** What is required **
Format every line of the entries below as a Markdown table with the columns Row and Entry line, numbering the rows in order and skipping blank lines. Omit the pictures from the table.

Entries contained in a dataset
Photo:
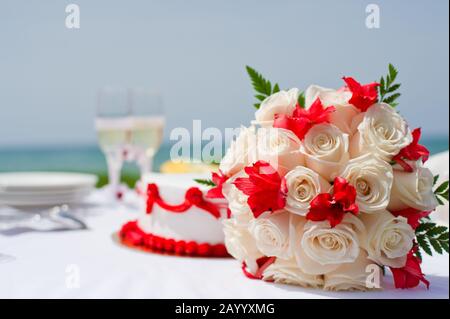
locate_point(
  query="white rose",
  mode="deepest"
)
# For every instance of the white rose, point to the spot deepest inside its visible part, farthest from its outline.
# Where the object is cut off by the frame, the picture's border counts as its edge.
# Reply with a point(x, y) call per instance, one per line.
point(372, 178)
point(326, 150)
point(303, 185)
point(280, 148)
point(388, 238)
point(345, 113)
point(287, 272)
point(283, 102)
point(319, 249)
point(353, 276)
point(271, 233)
point(413, 190)
point(237, 200)
point(382, 132)
point(241, 153)
point(240, 243)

** Result for this exercise **
| Row | Entry line |
|---|---|
| 1 | Photo: |
| 2 | locate_point( |
| 3 |   query="white rose", |
| 4 |   mode="deepest" |
| 5 | ) |
| 6 | # For every instance of the white rose, point to the spot deepest inside its visible part, farthest from its outline. |
| 7 | # Where the object is cut off by the frame, the picture's border counts as its edge. |
| 8 | # Reply with a point(x, y) call per instance, one per line. |
| 9 | point(372, 178) |
| 10 | point(326, 150) |
| 11 | point(303, 185) |
| 12 | point(280, 148) |
| 13 | point(388, 238) |
| 14 | point(345, 113) |
| 15 | point(287, 272) |
| 16 | point(283, 102) |
| 17 | point(319, 249) |
| 18 | point(353, 276) |
| 19 | point(271, 233) |
| 20 | point(413, 190) |
| 21 | point(237, 200) |
| 22 | point(382, 132) |
| 23 | point(241, 153) |
| 24 | point(240, 243) |